Each record is to be printed again precisely as it reads.

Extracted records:
——————————

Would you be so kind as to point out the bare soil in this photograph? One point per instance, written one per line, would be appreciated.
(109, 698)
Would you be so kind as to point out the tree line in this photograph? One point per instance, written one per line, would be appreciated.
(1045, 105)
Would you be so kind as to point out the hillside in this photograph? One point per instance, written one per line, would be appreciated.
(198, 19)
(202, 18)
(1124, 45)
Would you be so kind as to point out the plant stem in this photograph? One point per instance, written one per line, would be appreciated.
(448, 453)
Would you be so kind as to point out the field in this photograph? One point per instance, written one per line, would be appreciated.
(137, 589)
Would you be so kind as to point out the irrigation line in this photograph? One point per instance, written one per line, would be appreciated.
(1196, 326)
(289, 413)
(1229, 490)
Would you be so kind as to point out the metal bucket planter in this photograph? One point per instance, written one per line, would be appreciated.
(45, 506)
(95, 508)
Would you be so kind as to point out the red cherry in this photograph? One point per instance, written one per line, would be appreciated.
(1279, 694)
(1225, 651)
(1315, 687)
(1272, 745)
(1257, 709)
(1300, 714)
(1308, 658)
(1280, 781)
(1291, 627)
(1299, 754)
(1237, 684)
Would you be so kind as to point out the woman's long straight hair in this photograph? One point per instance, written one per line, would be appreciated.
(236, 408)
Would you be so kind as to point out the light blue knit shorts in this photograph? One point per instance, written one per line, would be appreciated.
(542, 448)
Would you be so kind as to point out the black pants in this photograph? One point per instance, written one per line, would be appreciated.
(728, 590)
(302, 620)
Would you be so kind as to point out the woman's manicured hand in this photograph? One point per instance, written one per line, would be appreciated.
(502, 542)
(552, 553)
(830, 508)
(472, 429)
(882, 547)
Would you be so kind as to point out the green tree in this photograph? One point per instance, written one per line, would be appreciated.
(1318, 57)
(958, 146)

——————————

**SOLUTION**
Would you be so kind as to point out the bare soil in this photograph? One point per instance, written one per line, would be appreciated.
(109, 698)
Would you be so kind as to point out the tree line in this photograph? One point per instance, written one per line, would be appreciated.
(1045, 105)
Would you be so kind as to point out the hillside in this photograph? One point per instance, written one per line, would be appreciated.
(198, 19)
(202, 18)
(1124, 45)
Would you be so kind as to point out the plant stem in this photograph? One point per instance, written one per line, would be appreciated.
(448, 453)
Would you be so kind as to point out the field in this photograph? One point per instance, written one per line, would be appreciated.
(137, 589)
Would you be so kind as to point out the irrigation line in this photograph? One point per instance, written one per line, would be appreciated.
(1196, 326)
(289, 413)
(1229, 490)
Would you be so kind as to point out the metal bucket planter in this photograph? One point per instance, written one per line, would be appreciated.
(45, 506)
(95, 508)
Would you be so kind as to point out the red cherry in this photograph? One point per instance, written one per line, would be appreciated.
(1279, 694)
(1225, 651)
(1315, 687)
(1272, 745)
(1257, 709)
(1300, 714)
(1308, 658)
(1280, 781)
(1291, 627)
(1299, 754)
(1237, 684)
Would you be so kind as to point out the woman's long straight hair in this photograph? One point per instance, written one per line, would be appreciated.
(236, 408)
Would you be so kind as to point out the light blue knit shorts in this photograph? One point per instance, written one per line, would be appreciated.
(542, 448)
Would you be so kind as to point out the black pants in this photograph? One point per instance, written one per line, would be appreciated.
(728, 590)
(302, 620)
Would you be so kind as to point out the woman's manicured hand in this photograph? One point per instance, written one per line, would be appreciated.
(502, 542)
(552, 553)
(830, 508)
(472, 429)
(882, 547)
Would you be so kind as to point out the green tree in this photograph? One point per instance, written one per line, would be appreciated.
(1318, 57)
(958, 146)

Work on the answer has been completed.